▶ To do: Would you transcribe the whole listing exactly and drop its images?
====== Records to use ======
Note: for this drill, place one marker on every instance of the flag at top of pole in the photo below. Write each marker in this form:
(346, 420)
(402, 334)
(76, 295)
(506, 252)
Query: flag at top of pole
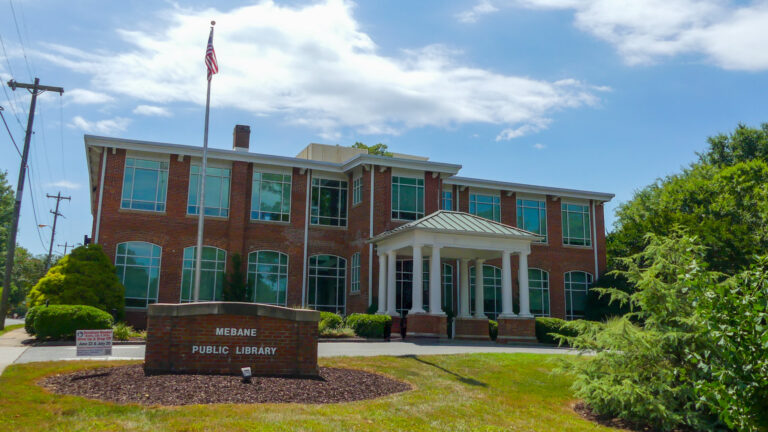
(213, 67)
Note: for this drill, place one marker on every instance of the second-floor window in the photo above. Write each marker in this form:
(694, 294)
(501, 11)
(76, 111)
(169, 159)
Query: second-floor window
(407, 198)
(487, 206)
(216, 191)
(145, 183)
(271, 197)
(329, 202)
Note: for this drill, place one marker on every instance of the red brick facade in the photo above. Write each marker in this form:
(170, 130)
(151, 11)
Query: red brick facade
(173, 230)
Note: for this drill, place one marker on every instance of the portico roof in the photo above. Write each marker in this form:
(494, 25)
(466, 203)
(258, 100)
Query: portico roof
(453, 222)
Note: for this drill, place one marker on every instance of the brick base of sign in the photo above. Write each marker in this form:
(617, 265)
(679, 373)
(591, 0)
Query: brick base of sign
(223, 337)
(427, 325)
(515, 330)
(472, 329)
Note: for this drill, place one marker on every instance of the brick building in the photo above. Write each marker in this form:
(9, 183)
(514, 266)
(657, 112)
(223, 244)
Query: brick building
(304, 225)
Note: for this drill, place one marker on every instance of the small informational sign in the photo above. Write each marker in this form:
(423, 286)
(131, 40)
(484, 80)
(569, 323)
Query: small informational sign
(94, 342)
======
▶ Your solution:
Note: for this drill, place one marker on every instance of the flag at top of pole in the photo below. Write each marker in this form:
(346, 420)
(402, 334)
(76, 295)
(506, 252)
Query: flag at top of pole
(213, 67)
Note: for this drill, place one marker on every instance of the second-floor window in the photo above. Write each marker in this form:
(694, 294)
(501, 11)
(76, 111)
(169, 159)
Query: second-floor window
(407, 198)
(487, 206)
(216, 191)
(145, 183)
(271, 197)
(329, 202)
Note: for this drill, place one marker on every instance of the red brick facade in the photo above. Write each marker in this form:
(170, 130)
(151, 11)
Query: red brick facade
(173, 230)
Note: for this drill, place one marker on every instance of the portico roof in the photo above. Write each marker in this form:
(494, 25)
(466, 203)
(258, 100)
Query: portico roof
(453, 222)
Note: for this drill, place one marker on every instance of the brick base of sign in the photo above. Write each marker in this form:
(617, 265)
(679, 373)
(591, 0)
Query: brick base of sign
(223, 337)
(427, 325)
(515, 330)
(472, 329)
Note: for this drill, place one marker on every instance of the brick building in the photo above. Write each marker in this form:
(9, 183)
(514, 266)
(657, 112)
(223, 244)
Query: brick building
(304, 225)
Note: for this drill, place one marker on every instance of the small informational sign in the photo above. Write each marker in this form:
(423, 286)
(131, 40)
(484, 80)
(569, 323)
Query: small informational sign
(94, 342)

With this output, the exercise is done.